▶ **What to work on**
Find "Query: wooden dresser" in the material below, then copy that line and every subsequent line to the end, exactly.
(Beginning of Exercise data)
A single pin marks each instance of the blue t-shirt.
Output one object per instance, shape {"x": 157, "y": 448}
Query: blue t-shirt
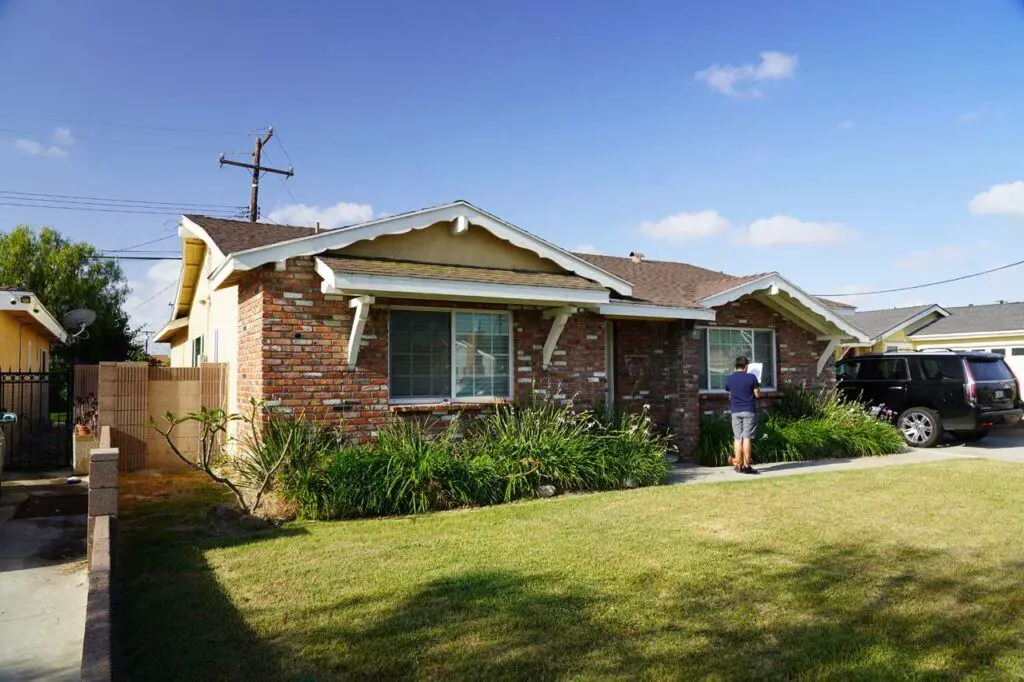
{"x": 740, "y": 386}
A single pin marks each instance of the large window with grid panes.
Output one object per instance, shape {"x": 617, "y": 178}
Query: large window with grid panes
{"x": 449, "y": 354}
{"x": 719, "y": 348}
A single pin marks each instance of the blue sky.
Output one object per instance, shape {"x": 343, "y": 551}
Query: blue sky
{"x": 848, "y": 145}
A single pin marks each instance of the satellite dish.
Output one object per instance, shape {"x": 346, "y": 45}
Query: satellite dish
{"x": 77, "y": 321}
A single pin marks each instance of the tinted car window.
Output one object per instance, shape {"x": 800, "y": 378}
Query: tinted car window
{"x": 890, "y": 369}
{"x": 942, "y": 368}
{"x": 993, "y": 370}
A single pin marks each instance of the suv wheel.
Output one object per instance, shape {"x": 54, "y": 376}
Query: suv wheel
{"x": 920, "y": 427}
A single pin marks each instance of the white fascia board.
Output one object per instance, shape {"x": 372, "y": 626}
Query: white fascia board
{"x": 418, "y": 288}
{"x": 11, "y": 300}
{"x": 614, "y": 309}
{"x": 340, "y": 238}
{"x": 774, "y": 282}
{"x": 170, "y": 327}
{"x": 918, "y": 317}
{"x": 967, "y": 335}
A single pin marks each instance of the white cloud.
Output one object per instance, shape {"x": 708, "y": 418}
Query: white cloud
{"x": 342, "y": 213}
{"x": 148, "y": 302}
{"x": 61, "y": 139}
{"x": 927, "y": 258}
{"x": 999, "y": 200}
{"x": 744, "y": 81}
{"x": 784, "y": 229}
{"x": 685, "y": 226}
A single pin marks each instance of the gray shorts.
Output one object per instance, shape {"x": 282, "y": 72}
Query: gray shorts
{"x": 743, "y": 425}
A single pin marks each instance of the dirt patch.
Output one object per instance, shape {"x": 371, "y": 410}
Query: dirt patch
{"x": 37, "y": 506}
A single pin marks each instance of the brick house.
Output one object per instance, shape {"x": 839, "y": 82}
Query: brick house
{"x": 451, "y": 309}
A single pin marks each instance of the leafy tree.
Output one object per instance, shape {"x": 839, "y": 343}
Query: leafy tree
{"x": 67, "y": 275}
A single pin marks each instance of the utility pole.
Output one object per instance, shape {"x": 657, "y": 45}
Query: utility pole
{"x": 257, "y": 169}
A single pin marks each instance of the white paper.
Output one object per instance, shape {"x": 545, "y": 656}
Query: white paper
{"x": 756, "y": 369}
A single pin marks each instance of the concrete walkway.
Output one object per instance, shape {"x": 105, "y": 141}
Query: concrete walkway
{"x": 1008, "y": 446}
{"x": 43, "y": 586}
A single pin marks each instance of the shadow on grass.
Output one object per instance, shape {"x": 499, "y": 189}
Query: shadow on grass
{"x": 828, "y": 612}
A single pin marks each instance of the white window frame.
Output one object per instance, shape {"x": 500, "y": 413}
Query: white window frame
{"x": 704, "y": 390}
{"x": 451, "y": 397}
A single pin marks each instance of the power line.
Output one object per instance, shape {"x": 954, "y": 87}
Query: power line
{"x": 171, "y": 284}
{"x": 923, "y": 286}
{"x": 220, "y": 214}
{"x": 23, "y": 195}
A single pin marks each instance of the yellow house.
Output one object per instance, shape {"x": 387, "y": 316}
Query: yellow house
{"x": 28, "y": 331}
{"x": 891, "y": 329}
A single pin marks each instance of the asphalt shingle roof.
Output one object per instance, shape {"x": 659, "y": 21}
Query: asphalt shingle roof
{"x": 876, "y": 323}
{"x": 971, "y": 318}
{"x": 667, "y": 283}
{"x": 408, "y": 268}
{"x": 233, "y": 236}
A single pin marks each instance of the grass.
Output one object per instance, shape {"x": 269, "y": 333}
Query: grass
{"x": 881, "y": 573}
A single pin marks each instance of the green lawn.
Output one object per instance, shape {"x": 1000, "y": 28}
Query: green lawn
{"x": 883, "y": 573}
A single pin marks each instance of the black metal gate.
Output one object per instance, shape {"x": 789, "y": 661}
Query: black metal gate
{"x": 41, "y": 438}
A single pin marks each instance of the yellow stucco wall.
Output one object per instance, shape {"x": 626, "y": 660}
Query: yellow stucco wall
{"x": 214, "y": 316}
{"x": 437, "y": 245}
{"x": 24, "y": 356}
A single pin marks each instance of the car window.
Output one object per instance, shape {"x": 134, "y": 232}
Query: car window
{"x": 890, "y": 369}
{"x": 847, "y": 370}
{"x": 939, "y": 368}
{"x": 989, "y": 370}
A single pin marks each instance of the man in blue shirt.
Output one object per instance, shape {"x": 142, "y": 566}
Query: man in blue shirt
{"x": 743, "y": 390}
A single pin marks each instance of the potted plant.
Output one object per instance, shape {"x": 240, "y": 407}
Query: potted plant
{"x": 86, "y": 415}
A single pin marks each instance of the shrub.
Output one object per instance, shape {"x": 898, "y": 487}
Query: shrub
{"x": 414, "y": 467}
{"x": 804, "y": 425}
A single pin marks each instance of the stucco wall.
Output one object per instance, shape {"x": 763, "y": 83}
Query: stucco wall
{"x": 24, "y": 357}
{"x": 437, "y": 245}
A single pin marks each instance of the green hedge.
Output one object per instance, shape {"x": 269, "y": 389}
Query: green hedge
{"x": 803, "y": 425}
{"x": 507, "y": 456}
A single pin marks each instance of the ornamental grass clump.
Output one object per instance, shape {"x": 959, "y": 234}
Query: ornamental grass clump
{"x": 417, "y": 466}
{"x": 804, "y": 425}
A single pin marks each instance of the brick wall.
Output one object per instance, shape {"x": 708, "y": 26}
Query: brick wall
{"x": 293, "y": 353}
{"x": 656, "y": 365}
{"x": 797, "y": 350}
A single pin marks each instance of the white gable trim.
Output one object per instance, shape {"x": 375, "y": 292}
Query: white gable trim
{"x": 311, "y": 245}
{"x": 348, "y": 283}
{"x": 775, "y": 283}
{"x": 11, "y": 300}
{"x": 918, "y": 317}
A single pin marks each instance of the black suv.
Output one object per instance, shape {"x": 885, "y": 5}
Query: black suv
{"x": 929, "y": 392}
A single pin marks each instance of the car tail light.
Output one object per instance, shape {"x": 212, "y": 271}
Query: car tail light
{"x": 972, "y": 388}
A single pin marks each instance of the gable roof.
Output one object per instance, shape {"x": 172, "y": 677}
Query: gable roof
{"x": 879, "y": 324}
{"x": 233, "y": 236}
{"x": 24, "y": 303}
{"x": 667, "y": 283}
{"x": 233, "y": 233}
{"x": 968, "y": 320}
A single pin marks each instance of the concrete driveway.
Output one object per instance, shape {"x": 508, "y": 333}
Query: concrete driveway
{"x": 1005, "y": 445}
{"x": 43, "y": 584}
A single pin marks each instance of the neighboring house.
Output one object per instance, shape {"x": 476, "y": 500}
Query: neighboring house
{"x": 27, "y": 332}
{"x": 890, "y": 329}
{"x": 997, "y": 328}
{"x": 451, "y": 309}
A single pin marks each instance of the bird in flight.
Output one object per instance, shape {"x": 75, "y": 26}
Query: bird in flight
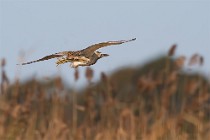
{"x": 84, "y": 57}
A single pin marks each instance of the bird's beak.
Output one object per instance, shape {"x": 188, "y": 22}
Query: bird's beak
{"x": 104, "y": 55}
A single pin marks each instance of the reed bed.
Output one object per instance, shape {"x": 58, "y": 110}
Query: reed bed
{"x": 156, "y": 102}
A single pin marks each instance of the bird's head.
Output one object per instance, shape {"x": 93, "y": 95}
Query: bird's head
{"x": 100, "y": 55}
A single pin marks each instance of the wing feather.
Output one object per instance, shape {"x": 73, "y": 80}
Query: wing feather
{"x": 91, "y": 49}
{"x": 56, "y": 55}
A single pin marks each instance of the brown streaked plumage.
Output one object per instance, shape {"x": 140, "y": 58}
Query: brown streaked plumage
{"x": 84, "y": 57}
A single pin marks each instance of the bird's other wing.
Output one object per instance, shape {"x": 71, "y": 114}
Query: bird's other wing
{"x": 56, "y": 55}
{"x": 91, "y": 49}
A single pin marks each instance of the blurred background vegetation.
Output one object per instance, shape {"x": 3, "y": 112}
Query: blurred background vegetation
{"x": 157, "y": 101}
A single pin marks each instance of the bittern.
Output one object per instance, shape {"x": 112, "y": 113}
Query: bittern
{"x": 85, "y": 57}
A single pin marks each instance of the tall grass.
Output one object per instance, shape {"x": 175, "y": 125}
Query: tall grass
{"x": 159, "y": 104}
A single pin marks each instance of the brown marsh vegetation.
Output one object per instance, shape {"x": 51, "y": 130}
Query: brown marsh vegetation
{"x": 156, "y": 102}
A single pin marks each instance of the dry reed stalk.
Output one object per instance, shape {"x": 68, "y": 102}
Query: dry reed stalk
{"x": 196, "y": 59}
{"x": 180, "y": 62}
{"x": 89, "y": 74}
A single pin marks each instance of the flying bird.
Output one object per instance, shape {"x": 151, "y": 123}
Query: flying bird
{"x": 84, "y": 57}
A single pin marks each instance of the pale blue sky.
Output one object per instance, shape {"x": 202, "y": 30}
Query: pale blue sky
{"x": 43, "y": 27}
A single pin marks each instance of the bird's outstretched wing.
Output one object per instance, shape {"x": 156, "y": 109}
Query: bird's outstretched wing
{"x": 56, "y": 55}
{"x": 91, "y": 49}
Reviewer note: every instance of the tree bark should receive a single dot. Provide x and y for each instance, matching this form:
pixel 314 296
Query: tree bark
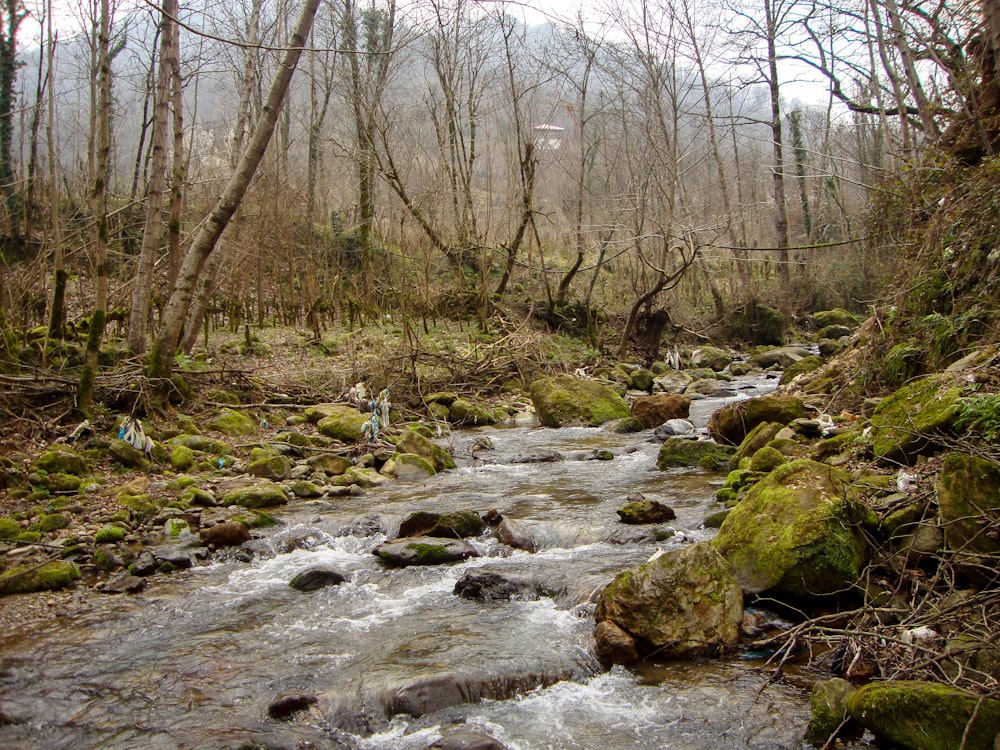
pixel 161 358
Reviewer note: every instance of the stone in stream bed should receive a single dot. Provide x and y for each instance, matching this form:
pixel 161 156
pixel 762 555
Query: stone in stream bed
pixel 424 550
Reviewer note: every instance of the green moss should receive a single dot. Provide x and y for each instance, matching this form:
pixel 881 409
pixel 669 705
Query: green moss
pixel 926 715
pixel 109 535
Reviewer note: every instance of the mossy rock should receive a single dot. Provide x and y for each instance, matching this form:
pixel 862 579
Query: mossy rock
pixel 914 417
pixel 60 482
pixel 458 524
pixel 828 704
pixel 263 495
pixel 9 528
pixel 60 460
pixel 678 452
pixel 733 422
pixel 926 715
pixel 50 522
pixel 50 576
pixel 412 441
pixel 836 317
pixel 408 466
pixel 182 458
pixel 109 535
pixel 802 367
pixel 273 467
pixel 756 439
pixel 128 456
pixel 344 423
pixel 232 423
pixel 563 400
pixel 463 412
pixel 969 504
pixel 767 459
pixel 795 533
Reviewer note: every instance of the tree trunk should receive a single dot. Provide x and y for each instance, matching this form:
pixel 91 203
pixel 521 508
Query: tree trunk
pixel 142 286
pixel 98 202
pixel 161 359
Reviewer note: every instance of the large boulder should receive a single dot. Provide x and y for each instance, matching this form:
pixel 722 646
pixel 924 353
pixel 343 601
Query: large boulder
pixel 344 423
pixel 424 550
pixel 926 715
pixel 679 452
pixel 711 357
pixel 652 411
pixel 413 442
pixel 733 422
pixel 564 400
pixel 969 505
pixel 684 603
pixel 794 534
pixel 909 422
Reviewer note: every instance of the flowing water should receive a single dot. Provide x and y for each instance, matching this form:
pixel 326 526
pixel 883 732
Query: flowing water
pixel 393 656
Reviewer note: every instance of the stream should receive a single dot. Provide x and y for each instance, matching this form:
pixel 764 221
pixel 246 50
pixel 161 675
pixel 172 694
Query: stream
pixel 394 657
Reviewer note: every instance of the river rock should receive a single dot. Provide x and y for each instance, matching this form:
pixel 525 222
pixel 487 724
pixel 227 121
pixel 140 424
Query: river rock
pixel 926 716
pixel 679 452
pixel 613 645
pixel 411 441
pixel 907 423
pixel 424 550
pixel 968 490
pixel 458 524
pixel 733 422
pixel 652 411
pixel 673 381
pixel 711 357
pixel 228 534
pixel 466 740
pixel 684 603
pixel 286 704
pixel 316 577
pixel 341 422
pixel 674 428
pixel 795 534
pixel 488 585
pixel 563 400
pixel 782 356
pixel 639 510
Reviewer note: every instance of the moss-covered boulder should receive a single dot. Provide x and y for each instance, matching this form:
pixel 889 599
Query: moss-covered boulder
pixel 969 504
pixel 232 423
pixel 424 550
pixel 344 423
pixel 457 524
pixel 926 715
pixel 411 441
pixel 60 460
pixel 564 400
pixel 652 411
pixel 756 439
pixel 836 317
pixel 271 467
pixel 914 417
pixel 802 367
pixel 643 511
pixel 50 576
pixel 464 412
pixel 733 422
pixel 828 711
pixel 685 603
pixel 266 494
pixel 711 357
pixel 794 535
pixel 679 452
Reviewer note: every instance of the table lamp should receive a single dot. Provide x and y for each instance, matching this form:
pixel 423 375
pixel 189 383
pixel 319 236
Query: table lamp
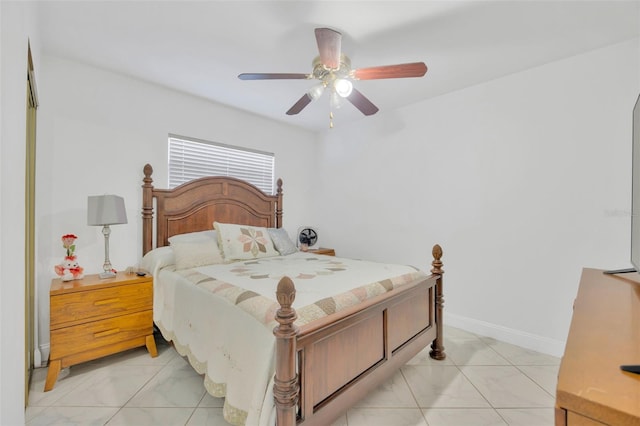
pixel 106 210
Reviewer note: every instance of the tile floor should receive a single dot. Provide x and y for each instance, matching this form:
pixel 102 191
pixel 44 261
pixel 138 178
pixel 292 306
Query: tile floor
pixel 482 382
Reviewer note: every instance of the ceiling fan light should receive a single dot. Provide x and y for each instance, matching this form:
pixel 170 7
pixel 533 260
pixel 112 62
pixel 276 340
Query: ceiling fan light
pixel 316 91
pixel 343 87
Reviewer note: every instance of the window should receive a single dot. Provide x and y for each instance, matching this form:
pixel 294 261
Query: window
pixel 192 158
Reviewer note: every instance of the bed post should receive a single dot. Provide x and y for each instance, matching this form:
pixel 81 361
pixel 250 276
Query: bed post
pixel 437 348
pixel 285 388
pixel 147 210
pixel 279 206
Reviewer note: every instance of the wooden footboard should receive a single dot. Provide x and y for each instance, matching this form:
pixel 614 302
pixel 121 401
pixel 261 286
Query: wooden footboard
pixel 324 367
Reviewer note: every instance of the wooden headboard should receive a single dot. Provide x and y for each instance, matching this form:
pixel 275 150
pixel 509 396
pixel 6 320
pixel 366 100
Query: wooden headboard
pixel 195 205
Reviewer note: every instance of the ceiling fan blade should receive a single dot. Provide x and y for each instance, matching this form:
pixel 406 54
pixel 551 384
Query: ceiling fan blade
pixel 329 46
pixel 299 106
pixel 272 76
pixel 414 69
pixel 362 103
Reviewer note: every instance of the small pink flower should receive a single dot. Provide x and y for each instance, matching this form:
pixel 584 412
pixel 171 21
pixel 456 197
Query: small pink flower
pixel 68 241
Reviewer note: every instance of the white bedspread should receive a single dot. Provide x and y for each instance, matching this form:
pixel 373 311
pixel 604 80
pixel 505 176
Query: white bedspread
pixel 221 317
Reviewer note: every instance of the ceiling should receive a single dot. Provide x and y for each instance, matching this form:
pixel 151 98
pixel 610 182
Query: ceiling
pixel 200 47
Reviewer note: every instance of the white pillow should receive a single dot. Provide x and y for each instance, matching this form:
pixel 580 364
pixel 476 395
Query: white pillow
pixel 241 242
pixel 194 236
pixel 157 259
pixel 191 254
pixel 282 242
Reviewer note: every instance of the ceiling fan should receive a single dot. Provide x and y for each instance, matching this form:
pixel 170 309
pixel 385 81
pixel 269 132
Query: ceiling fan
pixel 333 69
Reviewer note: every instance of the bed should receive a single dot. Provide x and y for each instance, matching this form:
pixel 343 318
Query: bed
pixel 304 363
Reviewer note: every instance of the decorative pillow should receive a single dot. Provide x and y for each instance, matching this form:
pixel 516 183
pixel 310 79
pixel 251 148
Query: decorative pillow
pixel 194 236
pixel 241 242
pixel 281 241
pixel 191 254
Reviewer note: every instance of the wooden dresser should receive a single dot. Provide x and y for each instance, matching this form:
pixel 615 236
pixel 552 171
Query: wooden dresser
pixel 94 317
pixel 604 334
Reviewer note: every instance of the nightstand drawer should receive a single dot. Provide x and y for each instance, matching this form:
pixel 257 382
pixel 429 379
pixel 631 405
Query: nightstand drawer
(End of Exercise data)
▶ **Result for this exercise**
Query: wooden dresser
pixel 94 317
pixel 604 334
Reviewer note: every instance of the nightstand drawer should receive a single dot. Provide x and y for each instance, matching this form:
pixel 257 382
pixel 429 379
pixel 631 405
Query: nightstand drawer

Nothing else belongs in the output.